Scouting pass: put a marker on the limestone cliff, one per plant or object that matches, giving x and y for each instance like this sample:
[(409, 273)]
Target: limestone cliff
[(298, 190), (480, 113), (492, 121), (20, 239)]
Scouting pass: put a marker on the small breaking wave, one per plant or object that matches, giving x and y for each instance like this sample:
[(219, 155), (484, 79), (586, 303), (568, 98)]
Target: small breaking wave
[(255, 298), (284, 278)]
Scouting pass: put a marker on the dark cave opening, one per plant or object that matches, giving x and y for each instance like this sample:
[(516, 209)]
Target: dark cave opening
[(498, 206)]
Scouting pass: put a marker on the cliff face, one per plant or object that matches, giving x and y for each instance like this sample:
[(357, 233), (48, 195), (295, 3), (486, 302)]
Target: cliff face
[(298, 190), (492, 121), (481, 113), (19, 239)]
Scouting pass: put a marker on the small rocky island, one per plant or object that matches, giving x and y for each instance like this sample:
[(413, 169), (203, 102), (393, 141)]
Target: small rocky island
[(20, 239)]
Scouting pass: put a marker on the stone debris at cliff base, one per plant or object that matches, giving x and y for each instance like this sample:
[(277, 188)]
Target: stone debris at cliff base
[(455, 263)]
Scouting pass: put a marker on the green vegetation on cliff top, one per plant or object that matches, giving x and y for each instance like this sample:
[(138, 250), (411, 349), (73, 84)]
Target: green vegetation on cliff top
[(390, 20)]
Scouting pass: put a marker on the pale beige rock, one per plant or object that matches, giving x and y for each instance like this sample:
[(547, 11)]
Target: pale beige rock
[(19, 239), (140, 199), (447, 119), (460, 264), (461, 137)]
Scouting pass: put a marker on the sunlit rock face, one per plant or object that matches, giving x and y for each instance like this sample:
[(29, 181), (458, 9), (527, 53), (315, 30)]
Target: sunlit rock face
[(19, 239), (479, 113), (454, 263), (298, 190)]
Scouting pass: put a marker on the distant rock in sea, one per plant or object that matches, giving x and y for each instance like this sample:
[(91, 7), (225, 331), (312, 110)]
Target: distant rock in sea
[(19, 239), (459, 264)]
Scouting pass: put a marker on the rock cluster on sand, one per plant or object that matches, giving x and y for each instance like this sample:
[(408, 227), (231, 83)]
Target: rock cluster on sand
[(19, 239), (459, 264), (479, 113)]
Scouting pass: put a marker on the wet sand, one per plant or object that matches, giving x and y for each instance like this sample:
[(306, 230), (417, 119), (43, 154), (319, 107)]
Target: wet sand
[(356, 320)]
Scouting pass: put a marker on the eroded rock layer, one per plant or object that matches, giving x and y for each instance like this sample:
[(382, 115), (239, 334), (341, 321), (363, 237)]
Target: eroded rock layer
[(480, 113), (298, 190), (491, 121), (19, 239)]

::::::::::

_WHAT YOU NEED TO DO_.
Can you format all of the material above as a JSON list of strings, one string per line, leaving out any blank lines?

_OUTPUT_.
[
  "Scouting pass: put a marker on the limestone cliff, one per plant or object that matches, giving x and y for each instance like this sample:",
  "[(409, 273)]",
  "Target: limestone cliff",
  "[(298, 190), (480, 113), (492, 121), (20, 239)]",
  "Scouting pass: put a marker on the small breaking wave, one per plant or object that matches, giving x and y for each instance like this sample:",
  "[(219, 155), (484, 79), (586, 303), (568, 98)]",
  "Target: small breaking wave",
  "[(255, 298), (284, 278)]",
  "Scouting pass: put a marker on the dark cave opening, one per plant or object that matches, giving x and y for each instance like this sample:",
  "[(516, 209)]",
  "Target: dark cave opening",
  "[(498, 206)]",
  "Scouting pass: put a marker on the cliff face, one per plant or object that matches, giving x and y for each instance like this sample:",
  "[(357, 233), (48, 195), (295, 3), (486, 302)]",
  "Target: cliff face",
  "[(298, 190), (492, 121), (481, 113), (19, 239)]",
  "Scouting pass: put a marker on the small rocky island, one per plant or object that matches, giving x and y for each instance like this sample:",
  "[(413, 169), (203, 102), (393, 141)]",
  "Target: small rocky island",
  "[(20, 239)]",
  "Scouting pass: put a marker on the stone debris at cliff base, one per plant or object that matches, giving x and y for each instance like this sample:",
  "[(277, 188)]",
  "Target: stone debris at cliff base",
  "[(455, 263)]",
  "Scouting pass: put a marker on the green vegetation on cliff top, one per plant or object that matches, giving x and y for each instance like this sample:",
  "[(138, 250), (411, 349), (73, 84)]",
  "Target: green vegetation on cliff top",
  "[(390, 20)]",
  "Scouting pass: put a marker on the pale beige rock, one per plant or object that matches, giving x and y for each instance like this sample:",
  "[(547, 11)]",
  "Target: pale beige rock",
  "[(19, 239), (140, 199), (447, 119), (460, 264), (461, 137)]",
  "Scouting pass: put a marker on the sunlit rock face, one per plant or object that matches, giving x and y for each instance like this sample:",
  "[(29, 181), (458, 9), (527, 53), (315, 30)]",
  "Target: sunlit rock face",
  "[(19, 239), (479, 113), (454, 263), (298, 190)]",
  "Scouting pass: put a marker on the distant rock in sea, one per plant or object that matches, giving x and y for each instance like this sample:",
  "[(91, 7), (225, 331), (312, 110)]",
  "Target: distant rock in sea",
  "[(19, 239), (459, 264)]",
  "Scouting pass: put a marker on the rock cluster on sand, one per plant or object that matches, giving x and y for each instance like this sample:",
  "[(408, 227), (231, 83)]",
  "Target: rock cluster on sand",
  "[(19, 239), (459, 264), (479, 113)]",
  "Scouting pass: put a marker on the wet sand, one per plant or object that matches, giving x and y for each instance like this sample:",
  "[(306, 230), (417, 119), (43, 154), (319, 107)]",
  "Target: wet sand",
  "[(356, 320)]",
  "Scouting pass: put a marker on the eroded rock layer, one per plant or object that matches, giving x and y for each instance like this sample:",
  "[(382, 115), (239, 334), (341, 321), (363, 237)]",
  "Target: eroded rock layer",
  "[(480, 113), (298, 190), (491, 121), (19, 239)]"
]